INPUT DATA:
--------------------------------------------------
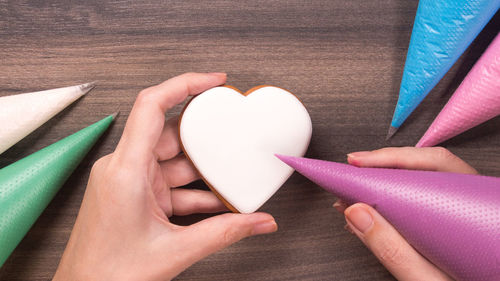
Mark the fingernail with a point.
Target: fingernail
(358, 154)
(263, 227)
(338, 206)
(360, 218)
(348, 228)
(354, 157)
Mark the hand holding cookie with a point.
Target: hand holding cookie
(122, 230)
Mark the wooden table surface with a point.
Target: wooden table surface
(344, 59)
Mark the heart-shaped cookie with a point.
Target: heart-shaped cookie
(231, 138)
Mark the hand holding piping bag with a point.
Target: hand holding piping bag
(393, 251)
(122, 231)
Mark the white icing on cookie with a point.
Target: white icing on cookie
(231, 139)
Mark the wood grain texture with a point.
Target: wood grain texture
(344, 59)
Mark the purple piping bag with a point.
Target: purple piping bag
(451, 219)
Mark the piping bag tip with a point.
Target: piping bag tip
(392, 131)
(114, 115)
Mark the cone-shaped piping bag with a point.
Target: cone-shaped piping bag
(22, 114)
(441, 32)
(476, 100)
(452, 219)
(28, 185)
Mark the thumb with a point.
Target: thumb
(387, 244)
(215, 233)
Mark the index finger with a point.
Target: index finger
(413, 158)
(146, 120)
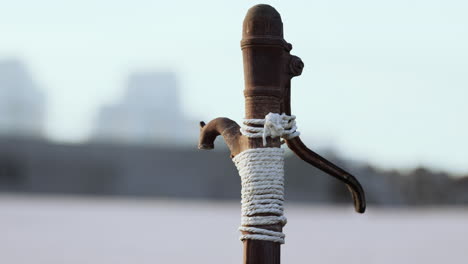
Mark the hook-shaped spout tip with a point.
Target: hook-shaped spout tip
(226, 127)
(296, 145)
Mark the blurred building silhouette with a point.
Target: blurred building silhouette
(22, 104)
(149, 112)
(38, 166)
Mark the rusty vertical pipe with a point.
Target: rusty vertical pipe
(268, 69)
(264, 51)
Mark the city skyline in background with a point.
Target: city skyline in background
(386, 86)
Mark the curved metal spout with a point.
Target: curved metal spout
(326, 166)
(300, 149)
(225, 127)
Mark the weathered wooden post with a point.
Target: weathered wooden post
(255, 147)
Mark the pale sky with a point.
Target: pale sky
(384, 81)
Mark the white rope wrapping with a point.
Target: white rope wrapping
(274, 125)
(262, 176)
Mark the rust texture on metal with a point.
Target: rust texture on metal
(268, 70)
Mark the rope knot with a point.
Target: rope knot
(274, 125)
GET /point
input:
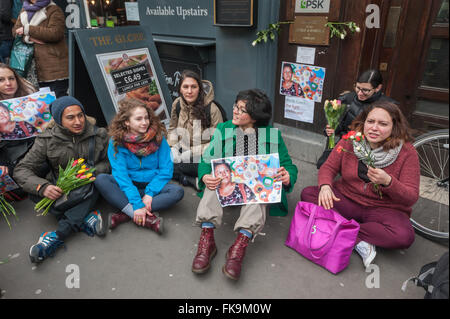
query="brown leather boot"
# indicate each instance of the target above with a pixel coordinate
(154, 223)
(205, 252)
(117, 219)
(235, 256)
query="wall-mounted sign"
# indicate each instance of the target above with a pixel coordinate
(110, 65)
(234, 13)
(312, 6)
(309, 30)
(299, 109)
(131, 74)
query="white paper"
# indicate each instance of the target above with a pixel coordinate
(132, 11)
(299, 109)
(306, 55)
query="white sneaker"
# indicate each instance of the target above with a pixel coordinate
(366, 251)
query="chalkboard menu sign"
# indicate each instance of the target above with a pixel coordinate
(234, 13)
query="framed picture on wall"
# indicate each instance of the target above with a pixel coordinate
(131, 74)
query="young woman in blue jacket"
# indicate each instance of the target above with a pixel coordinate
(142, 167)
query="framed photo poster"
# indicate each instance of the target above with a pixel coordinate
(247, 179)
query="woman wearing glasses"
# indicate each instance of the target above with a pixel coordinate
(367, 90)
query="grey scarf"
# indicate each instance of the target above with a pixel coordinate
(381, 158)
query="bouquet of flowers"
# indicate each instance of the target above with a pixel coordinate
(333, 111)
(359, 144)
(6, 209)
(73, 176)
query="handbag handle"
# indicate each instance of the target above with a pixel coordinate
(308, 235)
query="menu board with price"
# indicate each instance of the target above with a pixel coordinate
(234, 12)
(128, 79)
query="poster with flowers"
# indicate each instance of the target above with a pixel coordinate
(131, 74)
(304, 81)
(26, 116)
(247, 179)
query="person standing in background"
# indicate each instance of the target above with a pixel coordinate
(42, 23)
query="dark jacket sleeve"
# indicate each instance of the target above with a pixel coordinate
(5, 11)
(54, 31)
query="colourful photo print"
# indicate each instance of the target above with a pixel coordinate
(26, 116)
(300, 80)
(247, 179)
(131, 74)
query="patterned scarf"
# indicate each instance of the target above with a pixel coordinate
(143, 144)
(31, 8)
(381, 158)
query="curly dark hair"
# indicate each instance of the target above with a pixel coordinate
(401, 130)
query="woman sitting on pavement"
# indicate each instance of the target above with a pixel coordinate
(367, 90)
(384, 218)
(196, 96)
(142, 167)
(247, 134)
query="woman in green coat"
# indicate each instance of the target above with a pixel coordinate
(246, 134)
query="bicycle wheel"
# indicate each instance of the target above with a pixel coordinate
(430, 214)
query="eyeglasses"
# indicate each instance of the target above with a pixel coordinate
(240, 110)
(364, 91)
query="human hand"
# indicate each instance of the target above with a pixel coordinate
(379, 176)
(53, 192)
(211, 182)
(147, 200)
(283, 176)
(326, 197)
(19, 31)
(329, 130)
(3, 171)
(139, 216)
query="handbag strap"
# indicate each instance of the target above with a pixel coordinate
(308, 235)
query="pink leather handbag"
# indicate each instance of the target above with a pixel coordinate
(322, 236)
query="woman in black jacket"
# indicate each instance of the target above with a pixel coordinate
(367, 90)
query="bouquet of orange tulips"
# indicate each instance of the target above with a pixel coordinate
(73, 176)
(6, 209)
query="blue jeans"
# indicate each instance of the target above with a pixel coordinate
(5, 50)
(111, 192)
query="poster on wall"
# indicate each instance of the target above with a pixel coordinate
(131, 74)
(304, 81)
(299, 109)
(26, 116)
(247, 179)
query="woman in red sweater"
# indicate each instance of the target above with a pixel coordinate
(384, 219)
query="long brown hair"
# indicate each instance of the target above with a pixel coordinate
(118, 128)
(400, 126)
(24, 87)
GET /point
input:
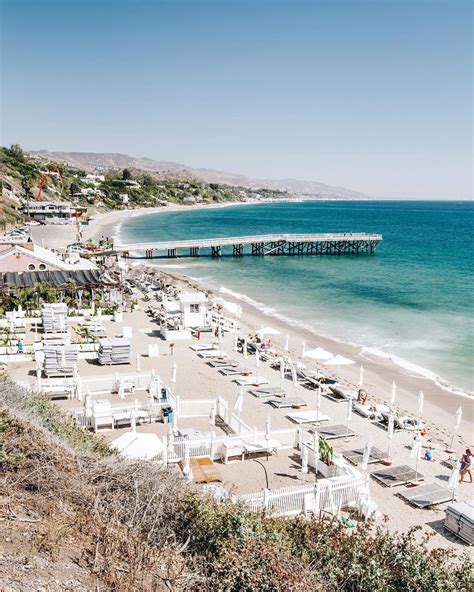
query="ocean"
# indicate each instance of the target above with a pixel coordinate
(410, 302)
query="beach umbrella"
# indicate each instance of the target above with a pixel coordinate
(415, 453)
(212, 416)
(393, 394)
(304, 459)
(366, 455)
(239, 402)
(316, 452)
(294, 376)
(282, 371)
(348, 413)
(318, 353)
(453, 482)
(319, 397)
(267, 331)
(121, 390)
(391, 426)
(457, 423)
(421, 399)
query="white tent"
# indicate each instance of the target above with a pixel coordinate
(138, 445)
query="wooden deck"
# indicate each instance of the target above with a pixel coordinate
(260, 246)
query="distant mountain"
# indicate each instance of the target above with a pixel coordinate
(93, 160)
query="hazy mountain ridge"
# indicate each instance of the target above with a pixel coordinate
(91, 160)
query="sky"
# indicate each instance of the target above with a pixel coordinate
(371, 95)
--------------------------------------------------
TASK GOAL: Although the records above include pictures, the copy must contain only their exact text.

ANSWER TO THE PROBLEM:
Mark the fingernail with a point.
Target: fingernail
(358, 154)
(263, 227)
(338, 206)
(360, 218)
(348, 228)
(354, 157)
Mark the hand holding cookie with a point.
Target: hand holding cookie
(122, 230)
Mark the wooden table surface with a point.
Target: wooden table surface
(344, 59)
Mark the heart-shaped cookie with a point.
Target: heart-shaped cookie
(231, 138)
Mark the hand holding piping bag with a point.
Target: hand holding piping bag
(393, 251)
(122, 231)
Mark the white icing on cookie with a point.
Target: white icing on cookie
(231, 139)
Mark the wood grain texture with a point.
Target: wood grain texture
(344, 59)
Mark the purple piping bag with a point.
Target: purple piping bag
(451, 219)
Mark the piping bag tip with a point.
Target: piping bag tip
(392, 131)
(114, 115)
Mark the cone-shaped piping bag with a point.
Target: cone-shaped piping bag
(22, 114)
(441, 32)
(476, 100)
(452, 219)
(28, 185)
Mark the thumb with a point.
Target: thumb
(387, 244)
(215, 233)
Mark the index finger with a point.
Target: index finger
(413, 158)
(146, 120)
Mark the hook-shaped spout tip with a point.
Target: hook-shaped spout tip
(226, 127)
(296, 145)
Mark the blurred building silhouette with a point.
Target: blurred building silhouette
(22, 104)
(149, 112)
(38, 166)
Mark the rusty vertical pipe with a point.
Target: rusty vertical pipe
(268, 69)
(264, 51)
Mark the city skyline in background with a point.
Target: city skyline in background
(386, 86)
Mark the curved metal spout with a point.
Target: curved metal spout
(326, 166)
(300, 149)
(225, 127)
Mark the weathered wooden post with a point.
Target: weathered wooden post
(255, 147)
Mark the pale sky with a point.
Target: pale sky
(384, 81)
Mark the white rope wrapping with a point.
Target: white rope wrapping
(274, 125)
(262, 176)
Mark the rust texture on metal with a point.
Target: rust texture on metal
(268, 70)
Mark the rope knot with a point.
Target: rope knot
(274, 125)
GET /point
input:
query="brown leather boot"
# indicate each instance of the target above with a pixel coordinate
(154, 223)
(205, 252)
(117, 219)
(235, 256)
query="wall-mounted sign"
# indicate each instance of the target above with a pixel coordinate
(110, 65)
(234, 13)
(312, 6)
(309, 30)
(299, 109)
(131, 74)
query="white paper"
# indicate each instance of the target above with a pixel coordinate
(132, 11)
(299, 109)
(306, 55)
query="white sneaker"
# indicate each instance of the target above with a pixel coordinate
(366, 251)
query="chalkboard menu sign"
# indicate each instance of the target above with a pixel coordinate
(234, 13)
query="framed picture on wall"
# indicate each instance of the target above with a pixel coordinate
(131, 74)
query="young woman in blue jacket"
# indicate each instance of the target above with a pixel coordinate
(142, 167)
query="framed photo poster"
# indicate each instance of the target above with a pixel coordinate
(247, 179)
query="woman wearing glasses"
# indicate each instance of the target above with a pixel coordinate
(367, 90)
query="grey scarf"
# indicate each instance of the target above with a pixel coordinate
(381, 158)
query="bouquet of flowers"
# indicate each instance of the target above with a pixel coordinate
(333, 111)
(359, 144)
(6, 209)
(73, 176)
query="handbag handle"
# indicate each instance of the target above with a pixel coordinate
(308, 235)
query="menu board with price"
# indicate each instance of the target above with a pixel coordinate
(234, 12)
(128, 79)
query="poster with flowers"
# indicate each instance of the target above with a pixel coordinate
(131, 74)
(304, 81)
(26, 116)
(247, 179)
query="person standing in background"
# indicate each instance of the target above with a pixel coordinate
(42, 23)
query="dark jacket sleeve"
# indicate each instance of the target above with a pixel coordinate
(5, 11)
(54, 31)
query="colourful photo print"
# indicate each instance of the target above with a pixel coordinate
(26, 116)
(300, 80)
(247, 179)
(131, 74)
query="patterned scarf"
# indicate each instance of the target above with a pixel coordinate
(143, 144)
(31, 8)
(381, 158)
query="curly dark hair"
# indicate each instance of the target above with a pixel coordinate
(401, 130)
query="woman sitting on pavement"
# indicate each instance of the target above with a pixel coordinate
(367, 90)
(384, 218)
(196, 96)
(142, 167)
(247, 134)
query="woman in green coat"
# indicate each instance of the target above with a pixel coordinate
(246, 134)
query="bicycle wheel"
# indicate each instance of the target above with a pixel coordinate
(430, 214)
query="eyeglasses"
# indicate each instance of the target above with a pixel coordinate
(240, 110)
(364, 91)
query="human hand"
# indicate each instance of the target above with a pixel coordinate
(379, 176)
(53, 192)
(211, 182)
(147, 200)
(283, 176)
(326, 197)
(19, 31)
(329, 130)
(3, 171)
(139, 216)
query="handbag strap"
# indicate each instance of the target above with a pixel coordinate
(308, 235)
query="pink leather handbag"
# indicate each instance of the target above with a pixel coordinate
(322, 236)
query="woman in black jacket"
# indicate each instance of the target above with a pixel coordinate
(367, 90)
query="bouquet of orange tulips"
# indicate each instance of the target above with a pixel coordinate
(73, 176)
(6, 209)
query="blue jeans"
# indicate each instance of the target above with a pixel coordinate
(5, 50)
(111, 192)
query="poster on wall"
# indicate each instance of the target above with a pixel coordinate
(131, 74)
(304, 81)
(299, 109)
(26, 116)
(247, 179)
query="woman in red sweater"
# indicate each instance of the target above with a pixel coordinate
(384, 219)
query="long brown hair"
# indicate each instance of the target above with a pixel coordinate
(118, 128)
(400, 126)
(24, 87)
GET /point
input:
query="ocean"
# indicate each instance of the target above with a pixel coordinate
(410, 302)
query="beach umbrella"
# indicate each instance of the target above with a pixel coordinate
(415, 453)
(212, 416)
(393, 394)
(304, 459)
(366, 455)
(239, 402)
(316, 452)
(294, 376)
(282, 371)
(348, 413)
(318, 353)
(453, 482)
(319, 397)
(267, 331)
(121, 390)
(391, 426)
(457, 423)
(421, 399)
query="white tent"
# indicate each instance of the target above with a pixel coordinate
(138, 445)
query="wooden deck"
# indicate each instance of the target above with a pixel coordinate
(260, 246)
query="distant mountain"
# indicate each instance of the target above with a pixel coordinate
(93, 160)
query="hazy mountain ridge"
# indicate each instance of the target above with a pixel coordinate
(91, 160)
query="sky"
# indicate each instance of the target above with a pixel coordinate
(371, 95)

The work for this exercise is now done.